**Exercise goal**
Express these lines as a Markdown table with two columns, Row and Line: number each line and put its text beside it, leaving out blank lines and any pictures.

_ _ _ _ _ _ _

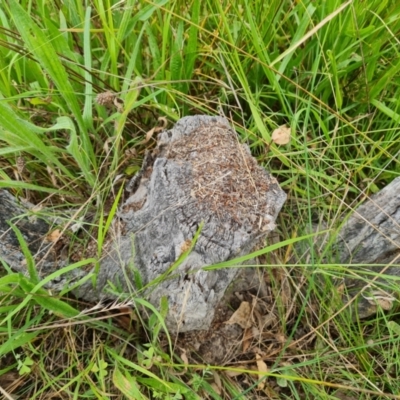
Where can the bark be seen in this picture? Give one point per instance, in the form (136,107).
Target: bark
(198,175)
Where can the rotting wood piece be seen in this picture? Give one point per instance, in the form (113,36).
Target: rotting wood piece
(370,236)
(198,173)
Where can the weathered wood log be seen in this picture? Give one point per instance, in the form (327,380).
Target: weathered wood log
(198,174)
(370,236)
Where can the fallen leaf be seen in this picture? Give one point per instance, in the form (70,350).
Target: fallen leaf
(281,135)
(248,335)
(381,298)
(241,316)
(54,236)
(262,367)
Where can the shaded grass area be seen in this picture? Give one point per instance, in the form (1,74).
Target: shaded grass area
(327,69)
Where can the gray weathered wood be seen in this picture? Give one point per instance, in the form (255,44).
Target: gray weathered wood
(198,173)
(371,235)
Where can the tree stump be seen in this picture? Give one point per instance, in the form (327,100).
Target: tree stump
(200,179)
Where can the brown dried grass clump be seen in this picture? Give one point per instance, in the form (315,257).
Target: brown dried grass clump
(225,177)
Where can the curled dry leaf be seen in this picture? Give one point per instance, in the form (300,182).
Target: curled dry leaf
(281,135)
(262,367)
(53,236)
(381,298)
(241,316)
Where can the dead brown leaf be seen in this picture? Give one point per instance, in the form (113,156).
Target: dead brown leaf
(262,367)
(281,135)
(241,316)
(54,236)
(381,298)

_ _ _ _ _ _ _

**Right answer**
| Row | Line |
|---|---|
| 1 | Where can the bark be seen in this picture? Give one point per instance, in the form (136,107). |
| 2 | Target: bark |
| 3 | (198,175) |
| 4 | Where can the rotting wood piece be seen in this picture? Give one point per instance, in the form (113,36). |
| 5 | Target: rotting wood piece |
| 6 | (370,236) |
| 7 | (198,173) |
| 8 | Where can the weathered wood log be seen in this picture? Give one point per instance, in the form (327,380). |
| 9 | Target: weathered wood log |
| 10 | (198,174) |
| 11 | (370,236) |
| 12 | Where can the fallen leaf be seen in this picture? Give one point per instance, in the form (70,350). |
| 13 | Target: fallen leaf |
| 14 | (281,135) |
| 15 | (248,335) |
| 16 | (381,298) |
| 17 | (241,316) |
| 18 | (54,236) |
| 19 | (262,367) |
| 20 | Where can the shaded grass area be seen in this picture? Give one point per instance, in the form (1,74). |
| 21 | Target: shaded grass area |
| 22 | (327,69) |
| 23 | Where can the gray weathered wood be seen in this picture? Give one point per instance, in the form (255,44). |
| 24 | Target: gray weathered wood |
| 25 | (198,173) |
| 26 | (371,235) |
| 27 | Where can the tree stump be seen in this picture? Give one point per instance, in the form (327,100). |
| 28 | Target: tree stump |
| 29 | (200,179) |
| 30 | Where can the brown dried grass clump be seen in this picture? Give one point per instance, in the form (315,257). |
| 31 | Target: brown dried grass clump |
| 32 | (225,177) |
| 33 | Where can the curled dry leaf be seen in this picture? Give one point per instance, in the form (300,182). |
| 34 | Target: curled dry leaf |
| 35 | (281,135) |
| 36 | (262,367) |
| 37 | (53,236) |
| 38 | (381,298) |
| 39 | (241,316) |
| 40 | Where can the dead brown leaf be seen in this picture? Give one point per instance, in the form (113,156). |
| 41 | Target: dead brown leaf |
| 42 | (262,367) |
| 43 | (281,135) |
| 44 | (241,316) |
| 45 | (54,236) |
| 46 | (381,298) |